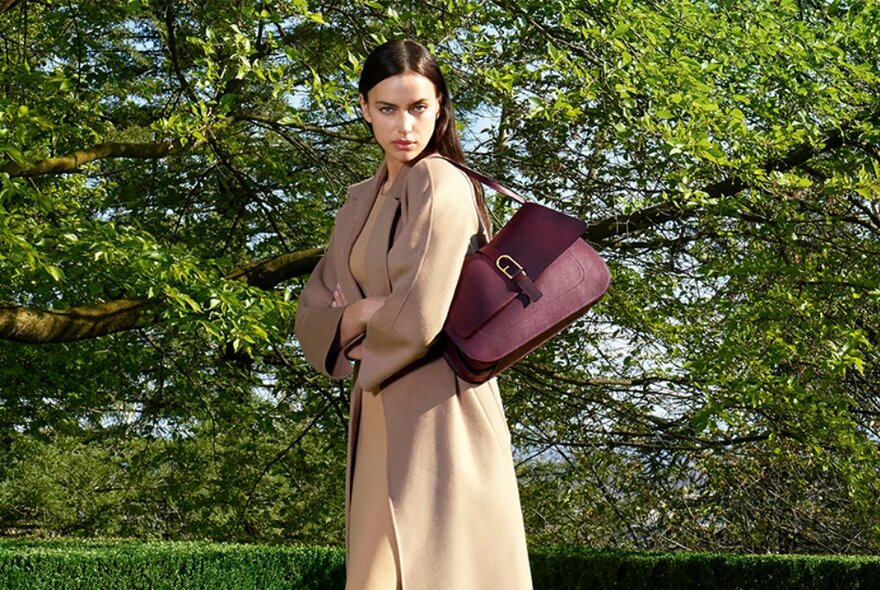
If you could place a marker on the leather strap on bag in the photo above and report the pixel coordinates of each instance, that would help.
(488, 181)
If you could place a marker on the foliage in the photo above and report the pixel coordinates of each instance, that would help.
(182, 566)
(127, 565)
(724, 395)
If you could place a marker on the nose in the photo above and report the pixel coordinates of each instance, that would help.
(407, 122)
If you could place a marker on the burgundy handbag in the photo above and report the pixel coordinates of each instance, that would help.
(533, 279)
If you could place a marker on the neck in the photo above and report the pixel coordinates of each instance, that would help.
(392, 169)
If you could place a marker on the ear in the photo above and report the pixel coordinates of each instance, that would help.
(365, 110)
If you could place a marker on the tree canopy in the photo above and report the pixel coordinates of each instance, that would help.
(169, 173)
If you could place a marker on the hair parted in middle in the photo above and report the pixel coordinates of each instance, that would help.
(407, 56)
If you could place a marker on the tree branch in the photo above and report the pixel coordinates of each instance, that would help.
(72, 161)
(36, 326)
(42, 326)
(6, 5)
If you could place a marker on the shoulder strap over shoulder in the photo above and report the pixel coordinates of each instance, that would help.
(490, 182)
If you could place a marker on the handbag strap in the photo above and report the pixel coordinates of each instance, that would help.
(488, 181)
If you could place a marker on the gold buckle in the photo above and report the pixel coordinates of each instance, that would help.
(506, 268)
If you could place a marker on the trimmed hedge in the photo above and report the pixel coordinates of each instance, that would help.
(130, 565)
(133, 565)
(586, 569)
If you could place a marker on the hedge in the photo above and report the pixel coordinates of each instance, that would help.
(130, 565)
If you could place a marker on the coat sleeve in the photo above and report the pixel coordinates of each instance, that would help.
(317, 323)
(438, 219)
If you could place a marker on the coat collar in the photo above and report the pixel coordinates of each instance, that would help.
(363, 197)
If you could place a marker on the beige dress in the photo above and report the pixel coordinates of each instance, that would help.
(444, 468)
(371, 564)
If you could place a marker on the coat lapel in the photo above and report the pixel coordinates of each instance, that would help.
(361, 198)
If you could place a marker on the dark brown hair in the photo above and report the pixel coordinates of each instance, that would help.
(407, 56)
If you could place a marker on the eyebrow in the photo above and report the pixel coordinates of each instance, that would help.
(391, 104)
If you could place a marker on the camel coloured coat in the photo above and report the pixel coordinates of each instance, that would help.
(455, 506)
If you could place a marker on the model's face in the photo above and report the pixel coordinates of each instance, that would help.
(403, 111)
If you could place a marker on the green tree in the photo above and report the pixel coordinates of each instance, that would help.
(170, 172)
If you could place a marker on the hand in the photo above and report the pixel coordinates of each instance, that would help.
(355, 318)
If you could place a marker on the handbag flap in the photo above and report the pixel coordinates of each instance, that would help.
(481, 293)
(534, 237)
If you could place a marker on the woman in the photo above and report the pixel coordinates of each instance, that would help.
(431, 496)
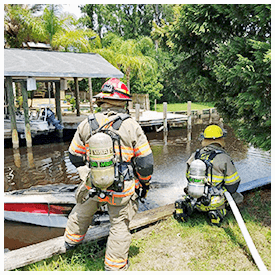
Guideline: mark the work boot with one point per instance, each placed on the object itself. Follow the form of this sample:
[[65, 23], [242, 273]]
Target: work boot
[[216, 216], [180, 212]]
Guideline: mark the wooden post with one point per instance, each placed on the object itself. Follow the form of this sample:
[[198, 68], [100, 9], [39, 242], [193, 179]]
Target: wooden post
[[58, 106], [77, 96], [165, 125], [26, 114], [57, 101], [91, 94], [137, 107], [165, 116], [147, 102], [189, 120], [15, 140], [210, 115]]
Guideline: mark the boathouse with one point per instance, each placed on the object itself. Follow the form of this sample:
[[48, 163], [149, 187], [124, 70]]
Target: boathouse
[[31, 66]]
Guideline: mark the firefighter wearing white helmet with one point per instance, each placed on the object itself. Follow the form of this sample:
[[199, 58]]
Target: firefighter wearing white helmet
[[115, 163], [210, 171]]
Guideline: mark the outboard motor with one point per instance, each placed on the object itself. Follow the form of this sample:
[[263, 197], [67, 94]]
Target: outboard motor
[[51, 119]]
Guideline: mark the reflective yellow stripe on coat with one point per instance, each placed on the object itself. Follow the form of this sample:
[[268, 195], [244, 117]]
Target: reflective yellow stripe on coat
[[115, 263]]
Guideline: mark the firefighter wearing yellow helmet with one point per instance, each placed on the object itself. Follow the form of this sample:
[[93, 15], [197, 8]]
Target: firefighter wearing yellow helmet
[[210, 171], [115, 163]]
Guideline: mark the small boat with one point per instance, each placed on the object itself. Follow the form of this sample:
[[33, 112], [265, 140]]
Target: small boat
[[42, 121], [47, 205]]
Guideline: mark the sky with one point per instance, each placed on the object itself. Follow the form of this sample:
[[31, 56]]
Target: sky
[[72, 8]]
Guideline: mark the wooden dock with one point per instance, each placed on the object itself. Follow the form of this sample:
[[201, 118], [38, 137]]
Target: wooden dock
[[37, 252]]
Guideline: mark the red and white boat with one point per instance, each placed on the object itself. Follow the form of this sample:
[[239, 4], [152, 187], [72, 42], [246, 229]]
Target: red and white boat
[[47, 205]]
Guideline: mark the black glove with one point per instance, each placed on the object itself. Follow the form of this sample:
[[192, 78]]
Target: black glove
[[144, 190]]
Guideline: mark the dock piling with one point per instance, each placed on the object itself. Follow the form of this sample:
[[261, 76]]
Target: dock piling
[[26, 113], [137, 109], [15, 139]]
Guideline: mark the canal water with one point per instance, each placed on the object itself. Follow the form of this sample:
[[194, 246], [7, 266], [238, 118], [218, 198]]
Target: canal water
[[49, 164]]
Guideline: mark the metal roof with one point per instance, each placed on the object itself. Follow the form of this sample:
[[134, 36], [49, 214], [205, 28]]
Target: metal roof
[[50, 65]]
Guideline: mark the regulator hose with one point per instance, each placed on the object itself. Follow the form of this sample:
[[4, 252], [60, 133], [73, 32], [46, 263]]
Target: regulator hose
[[245, 232]]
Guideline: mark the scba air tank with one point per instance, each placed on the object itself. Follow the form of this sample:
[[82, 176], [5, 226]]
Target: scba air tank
[[101, 160], [197, 178]]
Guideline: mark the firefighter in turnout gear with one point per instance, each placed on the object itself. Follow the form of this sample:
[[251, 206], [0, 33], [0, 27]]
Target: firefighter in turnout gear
[[210, 171], [115, 163]]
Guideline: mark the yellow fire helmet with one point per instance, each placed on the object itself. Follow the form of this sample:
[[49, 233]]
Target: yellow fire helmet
[[213, 132]]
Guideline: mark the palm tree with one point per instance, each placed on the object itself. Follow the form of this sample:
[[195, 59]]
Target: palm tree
[[20, 25]]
◇ ◇ ◇
▸ Exercise aim: Starting at the line above that contains "Target: red and white boat", repeat each line exactly up to and including the line that contains "Guideline: mark the canal", and stop there.

▸ Answer to the problem:
Target: red and white boat
[[47, 205]]
Guideline: mark the black glove with one point per instance, each placed on the object itself. Follow the form of this sample:
[[192, 78]]
Target: black glove
[[144, 190]]
Guideline: mark the dock piling with one point per instance, each placed on the object itself. Follow the form of this sample:
[[261, 76]]
Target: dock piling
[[26, 113], [137, 109], [15, 139]]
Guideline: mark the canal water with one point per instance, each placed on the object itself. Follow the form of this sample:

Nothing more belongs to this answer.